| WORK REQUIRED |
Reproduce every item below word for word, omitting the pictures from your copy.

### ENTRIES SUPPLIED ###

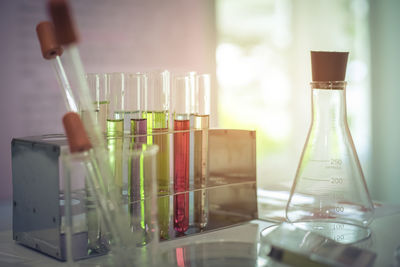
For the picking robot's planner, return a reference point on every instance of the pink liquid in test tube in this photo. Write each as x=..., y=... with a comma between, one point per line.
x=181, y=175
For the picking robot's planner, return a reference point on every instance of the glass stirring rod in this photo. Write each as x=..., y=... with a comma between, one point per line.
x=67, y=37
x=112, y=215
x=52, y=51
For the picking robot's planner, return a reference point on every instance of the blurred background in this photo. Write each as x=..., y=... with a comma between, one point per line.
x=258, y=52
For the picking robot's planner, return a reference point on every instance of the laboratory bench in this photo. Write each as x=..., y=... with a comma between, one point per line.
x=232, y=246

###

| ANSWER |
For the picking robot's planner, return a reference point on every instance of the pink liquid in test tube in this photo. Write each as x=..., y=... with a comma between, one point per line.
x=181, y=175
For the picking robot's planner, return a reference point on every instance of the glass stirring rod in this photo. Write each as x=..., y=... with a comma between, one point per line.
x=67, y=37
x=112, y=215
x=52, y=51
For the picking robot's planner, return a reference point on every instance of the blurred background in this photo. Write each as x=..., y=... with a comma between, one point per line.
x=258, y=52
For the picking robot's planner, return a reference point on every instance of the laboratory bench in this photo. Write each as x=..., y=... with a comma between, one point per line.
x=232, y=246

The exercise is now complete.